Article =
I find it's generally a question of working out what I need to know and how I can best find it out, and -- if some stages of that finding-out involve asking questions of other people -- making it clear to the people I'm asking that I have already checked the obvious places and done the background learning required to make their answer useful. Targeted questions, that the people in the know can answer quickly and painlessly. And if the person answering the question can tell me how to find out the answer, in a way that I can learn from or generalise from, then so much the better.
Also, if you're getting your time wasted by "people asking endless streams of trivial questions", then I'd venture to suggest that you need to manage your time (or your conceptual in-tray) better. Ach, you know all this stuff: don't drop everything to reply to each email that comes in, have templated replies for dealing with the FAQs, switch the phone through to voicemail if you need to carve out some time when you won't be interrupted, etc., etc.

Instructions =
(1) Do these statements agree with the passage on asking questions and managing time? Answer yes or no for each, and quote the deciding words. (a) The writer lets the people being asked know that the obvious places have already been checked. (b) The writer advises replying to each email as soon as it comes in. (c) The writer suggests sending the phone to voicemail to set aside uninterrupted time.
(2) Can you pick up the passage on asking questions and managing time after its last sentence and write its continuation?

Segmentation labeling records

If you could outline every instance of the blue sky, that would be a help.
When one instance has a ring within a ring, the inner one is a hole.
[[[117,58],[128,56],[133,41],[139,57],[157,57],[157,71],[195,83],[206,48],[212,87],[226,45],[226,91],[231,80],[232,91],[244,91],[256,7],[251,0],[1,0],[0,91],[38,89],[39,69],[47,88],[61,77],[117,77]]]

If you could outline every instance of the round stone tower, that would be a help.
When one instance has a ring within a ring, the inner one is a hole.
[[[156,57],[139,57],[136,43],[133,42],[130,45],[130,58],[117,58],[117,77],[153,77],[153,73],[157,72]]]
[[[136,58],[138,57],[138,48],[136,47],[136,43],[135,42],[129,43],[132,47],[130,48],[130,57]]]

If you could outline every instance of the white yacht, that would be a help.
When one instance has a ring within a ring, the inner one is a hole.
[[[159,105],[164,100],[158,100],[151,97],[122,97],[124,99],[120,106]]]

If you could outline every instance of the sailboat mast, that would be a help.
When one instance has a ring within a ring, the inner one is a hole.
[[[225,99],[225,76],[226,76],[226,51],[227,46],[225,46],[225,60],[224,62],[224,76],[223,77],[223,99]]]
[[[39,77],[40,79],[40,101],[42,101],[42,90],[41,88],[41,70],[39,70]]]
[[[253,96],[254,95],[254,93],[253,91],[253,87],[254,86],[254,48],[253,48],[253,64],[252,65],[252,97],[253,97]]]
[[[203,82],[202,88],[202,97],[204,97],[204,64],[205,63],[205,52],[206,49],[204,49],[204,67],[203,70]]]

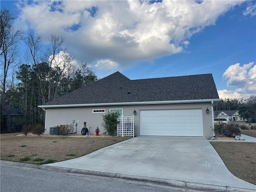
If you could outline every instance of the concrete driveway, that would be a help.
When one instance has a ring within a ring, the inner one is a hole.
[[[138,136],[46,166],[256,189],[232,174],[203,137]]]

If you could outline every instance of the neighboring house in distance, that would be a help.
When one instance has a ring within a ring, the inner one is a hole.
[[[25,122],[24,113],[8,104],[2,106],[1,113],[3,115],[3,122],[1,132],[8,132],[21,131]]]
[[[131,80],[117,72],[38,107],[46,110],[47,134],[50,127],[72,122],[80,134],[84,122],[103,133],[102,115],[135,111],[135,136],[206,137],[220,100],[212,74]]]
[[[214,111],[214,118],[224,118],[228,121],[244,121],[238,110]]]

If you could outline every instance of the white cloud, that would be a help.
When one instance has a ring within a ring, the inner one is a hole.
[[[243,14],[245,16],[248,14],[250,14],[252,16],[256,15],[256,4],[246,7],[246,9],[243,12]]]
[[[183,44],[185,46],[185,48],[187,48],[188,45],[189,45],[189,41],[185,41],[183,42]]]
[[[227,80],[228,87],[234,88],[235,90],[218,90],[220,98],[246,98],[256,94],[256,65],[250,62],[241,66],[236,63],[227,69],[222,76]]]
[[[220,98],[224,99],[225,98],[234,99],[239,98],[246,98],[249,96],[246,96],[244,95],[239,93],[236,91],[228,91],[226,89],[219,90],[218,91],[219,97]]]
[[[52,59],[51,67],[55,69],[60,69],[59,72],[67,76],[74,72],[77,63],[74,60],[73,56],[64,51],[61,51],[54,56],[51,55],[49,58],[49,62]]]
[[[97,61],[95,67],[104,70],[113,70],[117,68],[118,64],[109,59],[101,59]]]
[[[21,12],[16,25],[24,30],[34,29],[45,42],[51,33],[64,36],[68,51],[78,60],[96,63],[109,58],[127,65],[183,52],[182,46],[188,44],[186,40],[215,24],[218,17],[242,3],[149,2],[22,2],[19,3]]]

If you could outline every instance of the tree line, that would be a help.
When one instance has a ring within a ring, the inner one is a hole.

Results for the exercise =
(1)
(a) Yes: "making it clear to the people I'm asking that I have already checked the obvious places"
(b) No: "don't drop everything to reply to each email that comes in"
(c) Yes: "switch the phone through to voicemail if you need to carve out some time when you won't be interrupted"

(2)
And if enough people are asking me the same 'obvious' questions over and over, then I find it's worth considering (not agonising over, just re-examining the question) whether either a) the answer isn't as obvious as I think it is, or b) it isn't clear who people should be asking or where they should be looking; and maybe I need to think about ways of pushing that knowledge out more proactively to the people who need it. If the one person who knows the answer can communicate it to all the people who need to know it, then less time overall is wasted than if either that person answers the same question n times, or if n people work it out the hard way for themselves.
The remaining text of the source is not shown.